SELECTED TEXT:
=-=-=

#1
So I read that naptha was good for cleaning fretboards and now its gone white I think it's dried it out. What can I do?
#2
I suspect that were you to oil the fret board, the whitish powder (?) would go away Many high volatility solvents leave that trace when used as cleaners. (I can't explain why though).

So,this has never happened to me personally. But, if it did, I'd say using a light application of mineral oil should make things right.

Disclaimer: Your results may vary, and you should wait for a 2nd, (or 3rd or more), opinion(s).

This is UG, and you'll likely get them.
#3
2nd Opinion - get a new neck/guitar if it's through body. Then proceed to never again attempt to clean your guitar with anything other than a dry cloth.
#4
Quote by EqualOfHeaven
2nd Opinion - get a new neck/guitar if it's through body. Then proceed to never again attempt to clean your guitar with anything other than a dry cloth.
Second opinion as expected, but a tad extreme, don't you think?

I would suggest at least trying it my way, before you summarily decide to throw away someone else's guitar.
#5
Quote by EqualOfHeaven
2nd Opinion - get a new neck/guitar if it's through body. Then proceed to never again attempt to clean your guitar with anything other than a dry cloth.


No it's not through body and I always clean it with a dry cloth but it doesn't get sweat off and it's a bit hard to not have sweaty hands when you live in a hot country...... Right?
#7
How you should take care of a fretboard depends on the wood it's made of, how you store the guitar and the make up of the oils and acids in your skin. Nobody on the internet can help you with the last part, you just have to judge that for yourself, and the second part basically just comes down to keeping it away from moisture, heat sources (e.g. a radiator; simply being in a hot country is fine since that is constant, not a source) and out of cold (shouldn't be an issue for you).

=-=-=

WRITTEN EXERCISE:
Summarize the forum thread in two sentences. The rows that follow have nothing to do with the forum thread.

MATERIAL SUPPLIED:
=-=-=

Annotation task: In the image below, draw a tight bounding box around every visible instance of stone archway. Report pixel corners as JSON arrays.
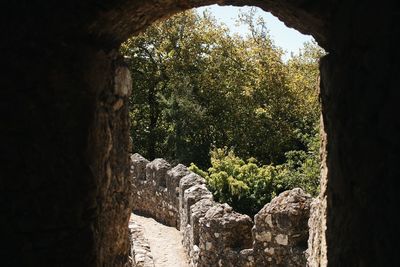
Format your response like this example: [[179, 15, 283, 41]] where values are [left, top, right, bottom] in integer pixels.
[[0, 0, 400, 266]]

=-=-=

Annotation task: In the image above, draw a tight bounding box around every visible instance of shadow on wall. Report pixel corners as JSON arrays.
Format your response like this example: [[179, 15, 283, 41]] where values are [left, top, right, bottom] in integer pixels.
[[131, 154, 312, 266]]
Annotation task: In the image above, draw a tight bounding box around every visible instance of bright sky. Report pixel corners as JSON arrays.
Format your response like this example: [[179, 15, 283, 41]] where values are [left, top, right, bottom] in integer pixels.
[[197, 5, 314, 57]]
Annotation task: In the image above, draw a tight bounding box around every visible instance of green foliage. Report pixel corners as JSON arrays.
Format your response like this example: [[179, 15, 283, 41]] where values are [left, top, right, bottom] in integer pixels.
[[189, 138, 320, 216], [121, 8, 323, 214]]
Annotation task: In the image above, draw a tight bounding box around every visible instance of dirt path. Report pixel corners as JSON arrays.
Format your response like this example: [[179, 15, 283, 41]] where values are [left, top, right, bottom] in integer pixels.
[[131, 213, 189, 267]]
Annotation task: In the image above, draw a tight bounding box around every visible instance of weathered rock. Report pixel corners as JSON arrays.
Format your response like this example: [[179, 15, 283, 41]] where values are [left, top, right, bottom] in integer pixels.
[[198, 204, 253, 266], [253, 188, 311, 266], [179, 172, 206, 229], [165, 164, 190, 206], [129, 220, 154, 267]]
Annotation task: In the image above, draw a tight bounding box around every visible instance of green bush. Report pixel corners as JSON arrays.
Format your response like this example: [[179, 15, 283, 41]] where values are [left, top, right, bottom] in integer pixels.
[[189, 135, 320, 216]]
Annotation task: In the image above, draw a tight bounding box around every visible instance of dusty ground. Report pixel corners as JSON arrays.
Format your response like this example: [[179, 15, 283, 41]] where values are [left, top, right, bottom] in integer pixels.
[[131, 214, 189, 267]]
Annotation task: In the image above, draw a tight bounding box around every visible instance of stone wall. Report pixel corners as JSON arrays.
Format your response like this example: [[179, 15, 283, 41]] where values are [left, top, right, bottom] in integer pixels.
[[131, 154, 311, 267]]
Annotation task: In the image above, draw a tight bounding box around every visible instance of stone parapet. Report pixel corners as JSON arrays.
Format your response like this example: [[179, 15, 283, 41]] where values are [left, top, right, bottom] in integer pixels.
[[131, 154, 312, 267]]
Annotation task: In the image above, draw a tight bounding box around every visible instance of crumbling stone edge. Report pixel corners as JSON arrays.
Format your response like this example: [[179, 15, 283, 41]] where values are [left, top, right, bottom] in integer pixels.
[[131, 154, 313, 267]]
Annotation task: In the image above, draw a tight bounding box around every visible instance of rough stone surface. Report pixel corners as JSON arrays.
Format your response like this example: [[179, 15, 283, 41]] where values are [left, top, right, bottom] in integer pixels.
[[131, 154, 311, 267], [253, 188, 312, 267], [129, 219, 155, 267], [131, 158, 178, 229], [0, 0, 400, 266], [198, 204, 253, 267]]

=-=-=

ANSWER TO THIS TASK:
A poster says cleaning a fretboard with naphtha turned it white and seems to have dried it out, and asks what to do. One reply suggests lightly applying mineral oil, another says to get a new neck or guitar and clean only with a dry cloth, and a later reply says fretboard care depends on the wood, how the guitar is stored, and the oils and acids in the player's skin.